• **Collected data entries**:
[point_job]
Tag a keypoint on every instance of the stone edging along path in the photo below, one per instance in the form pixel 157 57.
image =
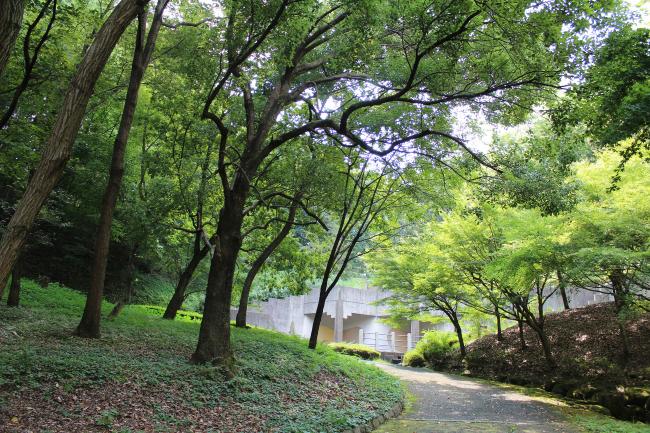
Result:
pixel 378 420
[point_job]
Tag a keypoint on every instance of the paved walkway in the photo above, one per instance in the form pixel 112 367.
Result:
pixel 450 404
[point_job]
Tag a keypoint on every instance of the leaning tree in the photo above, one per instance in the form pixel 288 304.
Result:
pixel 369 74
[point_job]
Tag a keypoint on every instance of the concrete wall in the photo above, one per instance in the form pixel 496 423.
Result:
pixel 359 309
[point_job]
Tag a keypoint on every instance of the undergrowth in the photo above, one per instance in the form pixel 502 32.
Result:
pixel 278 379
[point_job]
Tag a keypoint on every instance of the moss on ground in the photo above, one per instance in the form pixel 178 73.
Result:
pixel 137 378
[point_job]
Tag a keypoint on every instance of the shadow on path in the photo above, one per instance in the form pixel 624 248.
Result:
pixel 450 404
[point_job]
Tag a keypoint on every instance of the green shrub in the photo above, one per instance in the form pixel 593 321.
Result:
pixel 433 349
pixel 359 350
pixel 413 358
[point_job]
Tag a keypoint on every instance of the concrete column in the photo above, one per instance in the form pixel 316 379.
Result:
pixel 338 320
pixel 415 331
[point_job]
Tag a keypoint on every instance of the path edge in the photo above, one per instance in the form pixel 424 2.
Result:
pixel 378 420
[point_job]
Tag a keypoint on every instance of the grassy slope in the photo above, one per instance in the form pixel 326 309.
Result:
pixel 136 377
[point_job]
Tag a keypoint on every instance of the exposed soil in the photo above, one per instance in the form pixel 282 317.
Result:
pixel 448 403
pixel 587 348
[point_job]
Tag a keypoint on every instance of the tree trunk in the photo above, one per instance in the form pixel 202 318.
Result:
pixel 29 60
pixel 522 339
pixel 313 338
pixel 11 18
pixel 214 335
pixel 13 300
pixel 618 290
pixel 58 148
pixel 459 334
pixel 90 321
pixel 546 347
pixel 562 286
pixel 259 262
pixel 497 314
pixel 176 302
pixel 126 299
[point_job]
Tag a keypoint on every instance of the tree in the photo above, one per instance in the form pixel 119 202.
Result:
pixel 58 147
pixel 11 18
pixel 366 194
pixel 89 325
pixel 613 98
pixel 282 61
pixel 610 236
pixel 30 59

• **TO BE DONE**:
Edit the listing above by replacing each "keypoint" with "marker" and leaving all other text unchanged. Omit the pictures from your version.

• **TASK RESPONSE**:
[point_job]
Tag a marker on every instance of the stone edging along path in the photo below, one per instance in the form pixel 157 57.
image =
Result:
pixel 378 420
[point_job]
Tag a marker on every instance of the paved walkway in the photo above, one per instance in the form pixel 112 367.
Result:
pixel 450 404
[point_job]
Tag a marker on every instance of the leaning tree in the photo above, one per instance in the form pixel 288 304.
Result:
pixel 369 74
[point_job]
Tag a marker on every instance of the concrete wall in the photo above, one per instance in the form pixel 496 423.
Result:
pixel 359 309
[point_job]
Tag a marker on every instance of the undergrowth in the photo above, one per instance in the form pixel 502 32.
Result:
pixel 278 379
[point_job]
Tag a marker on every instance of the moss on ground in the photo above, one per instance in the form pixel 178 73.
Result:
pixel 137 378
[point_job]
Tag a marker on every instance of the shadow on path in the photo above, one per instance in the form pixel 624 248.
Result:
pixel 450 404
[point_job]
Tag a marker on every instance of the green shrub in the photo above, one per instance in the form pixel 593 321.
Result:
pixel 433 349
pixel 359 350
pixel 413 358
[point_job]
Tag a marker on every instance of the concrete column in the photo above, one per instance in the form pixel 316 379.
Result:
pixel 338 320
pixel 415 331
[point_job]
Tag a marker on every instance of the path edge in the photo above, one per instance in the form pixel 424 2.
Result:
pixel 378 420
[point_job]
Tag a marker on every instance of the grassy slope in the photo above, one per instance in the form pixel 326 309.
Result:
pixel 136 377
[point_job]
Tag a marker on every instance of the exposed soil in the photo above, one per instance in the form pixel 282 317.
Result:
pixel 448 403
pixel 587 348
[point_job]
Tag a marker on every instance of the tree trunk in the photo above, one per instance in the form pixel 202 318.
Result:
pixel 29 60
pixel 522 339
pixel 313 338
pixel 11 18
pixel 214 335
pixel 13 300
pixel 618 290
pixel 58 148
pixel 459 334
pixel 90 321
pixel 546 347
pixel 562 286
pixel 259 262
pixel 497 314
pixel 176 302
pixel 126 299
[point_job]
Tag a marker on every instance of the tree in the photo above, one per instance in the form pixel 119 202.
Result:
pixel 58 147
pixel 11 18
pixel 366 194
pixel 89 325
pixel 613 98
pixel 282 61
pixel 610 236
pixel 30 59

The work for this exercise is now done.